INSTRUCTIONS TO FOLLOW: Keep the pictures out of the copy and repeat the records exactly.
====== EXERCISE DATA
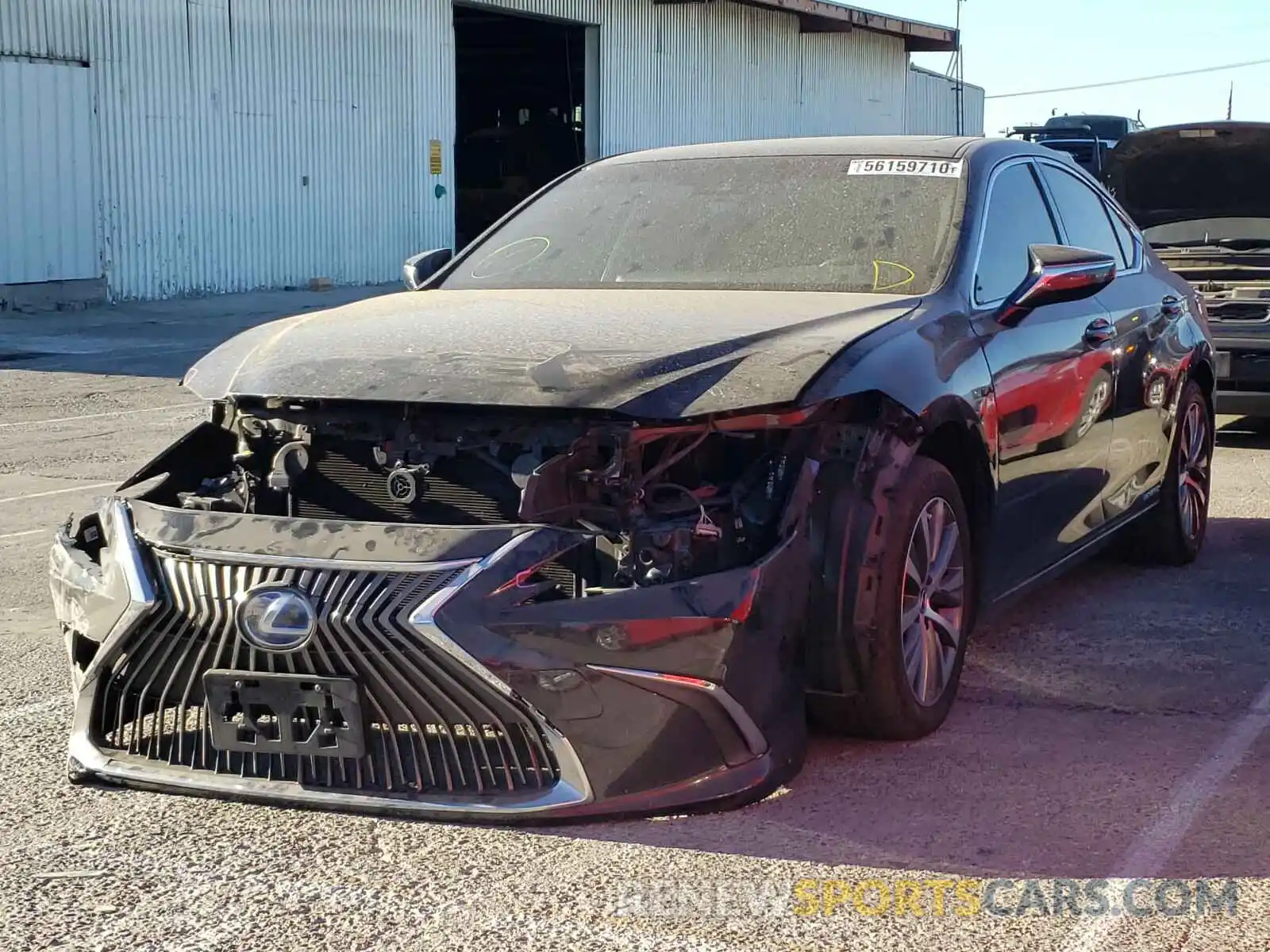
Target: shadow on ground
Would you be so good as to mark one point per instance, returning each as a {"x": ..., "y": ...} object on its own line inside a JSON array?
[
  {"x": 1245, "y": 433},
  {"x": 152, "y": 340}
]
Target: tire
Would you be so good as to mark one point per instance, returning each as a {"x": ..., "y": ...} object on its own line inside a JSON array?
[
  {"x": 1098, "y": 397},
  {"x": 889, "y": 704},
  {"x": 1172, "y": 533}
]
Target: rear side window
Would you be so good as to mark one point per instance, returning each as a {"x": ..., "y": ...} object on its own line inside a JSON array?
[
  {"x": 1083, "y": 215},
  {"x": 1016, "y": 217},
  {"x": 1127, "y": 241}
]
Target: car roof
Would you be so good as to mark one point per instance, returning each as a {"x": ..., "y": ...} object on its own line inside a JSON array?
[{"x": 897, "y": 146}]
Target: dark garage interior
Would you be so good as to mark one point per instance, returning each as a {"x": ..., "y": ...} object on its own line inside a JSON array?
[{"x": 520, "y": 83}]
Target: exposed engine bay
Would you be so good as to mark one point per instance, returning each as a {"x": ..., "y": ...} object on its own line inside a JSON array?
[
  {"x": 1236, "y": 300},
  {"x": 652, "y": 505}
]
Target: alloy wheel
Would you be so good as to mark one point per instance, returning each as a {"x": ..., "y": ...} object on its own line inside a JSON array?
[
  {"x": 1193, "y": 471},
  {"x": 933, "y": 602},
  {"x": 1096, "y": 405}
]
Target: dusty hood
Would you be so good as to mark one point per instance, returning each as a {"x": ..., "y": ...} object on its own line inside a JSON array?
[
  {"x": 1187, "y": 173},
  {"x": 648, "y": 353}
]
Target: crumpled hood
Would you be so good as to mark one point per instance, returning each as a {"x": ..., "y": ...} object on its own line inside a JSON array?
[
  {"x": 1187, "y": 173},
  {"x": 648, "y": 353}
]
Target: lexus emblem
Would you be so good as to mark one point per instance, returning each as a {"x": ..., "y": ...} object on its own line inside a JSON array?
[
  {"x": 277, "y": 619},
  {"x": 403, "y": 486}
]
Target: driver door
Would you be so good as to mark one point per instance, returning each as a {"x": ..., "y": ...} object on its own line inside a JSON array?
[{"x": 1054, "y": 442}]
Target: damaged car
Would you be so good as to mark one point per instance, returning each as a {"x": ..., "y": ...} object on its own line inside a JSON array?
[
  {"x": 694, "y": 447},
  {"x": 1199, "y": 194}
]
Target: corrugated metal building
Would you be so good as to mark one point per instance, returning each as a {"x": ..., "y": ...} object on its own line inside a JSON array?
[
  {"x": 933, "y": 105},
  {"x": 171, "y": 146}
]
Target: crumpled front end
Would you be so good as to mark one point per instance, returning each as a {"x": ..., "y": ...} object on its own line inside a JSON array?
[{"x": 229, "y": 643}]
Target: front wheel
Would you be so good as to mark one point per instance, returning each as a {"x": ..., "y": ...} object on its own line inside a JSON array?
============
ANSWER:
Target: shadow on ground
Would you be so good as to mark one point per instance, returning each as a {"x": ..., "y": ...} object on its own line inside a JSON array?
[
  {"x": 1245, "y": 433},
  {"x": 152, "y": 340}
]
Target: tire
Would you be so good as to mark one point per instance, returning each as a {"x": ..., "y": ...} object on its own line inside a JSON array?
[
  {"x": 1098, "y": 397},
  {"x": 889, "y": 704},
  {"x": 1172, "y": 533}
]
Target: rear side window
Would you be so good as to mark one point per instance, returning each as a {"x": ..., "y": ...} object on its own line inside a JSON array?
[
  {"x": 1083, "y": 215},
  {"x": 1016, "y": 217},
  {"x": 1127, "y": 241}
]
Target: car roof
Would you be so good as to mark one point per instance, returning each as a {"x": ..., "y": ...} object on its own line inside a JSON array?
[{"x": 897, "y": 146}]
Target: dark garage interior
Would you be so good as to mark one point per instance, returning each as a {"x": ..., "y": ...} object on its own line inside a JSON array?
[{"x": 520, "y": 83}]
Target: exposed engine bay
Would you be so good as to mark one point per instance, returning each as a {"x": ..., "y": ...} object on its own line inside a JSON array?
[
  {"x": 1236, "y": 300},
  {"x": 652, "y": 505}
]
Target: alloy wheel
Would you be so good as to mark one point per instance, returning each as a {"x": ..., "y": ...} object on its own line inside a JSON array?
[
  {"x": 1193, "y": 471},
  {"x": 933, "y": 602},
  {"x": 1096, "y": 405}
]
Target: dusty hood
Would you be so good as to mark one point per instance, returning each as a {"x": ..., "y": ...} object on its own line inside a JSON array?
[
  {"x": 1187, "y": 173},
  {"x": 648, "y": 353}
]
Target: crumpled hood
Would you be so good as to mark one point per instance, returning each as a {"x": ..., "y": ...} object on its own line inside a JSON array?
[
  {"x": 1187, "y": 173},
  {"x": 648, "y": 353}
]
Target: lexus emblem
Would you be so good as to mark one point per instance, returning each as a {"x": ..., "y": ...} object on its own line inside a JSON array?
[
  {"x": 277, "y": 619},
  {"x": 403, "y": 486}
]
Target: driver door
Would you be so good as to mark one point per instance, returning each as a {"x": ..., "y": ...} object on its own line inside a JSON array?
[{"x": 1054, "y": 442}]
Target: damaged car
Would you be so good as to mark one point per instance, returning each as a {"x": ..., "y": ...} object on its own line inside a JSON array?
[
  {"x": 694, "y": 447},
  {"x": 1199, "y": 194}
]
Target: corrugated metal building
Would you be so good as to mark one point per instance, returning each as a {"x": ..., "y": ...} object on its own line inside a JSON array?
[
  {"x": 933, "y": 105},
  {"x": 171, "y": 146}
]
Target: crumpled front end
Would you be so good as to mark one point per instance, returning each as a {"x": ..., "y": ...} object on its own line inside a JSON array?
[{"x": 229, "y": 643}]
Target: front wheel
Would you be so good as to mark one point per instance, returning each as a {"x": ..., "y": ...} object on its own line inside a JSON array?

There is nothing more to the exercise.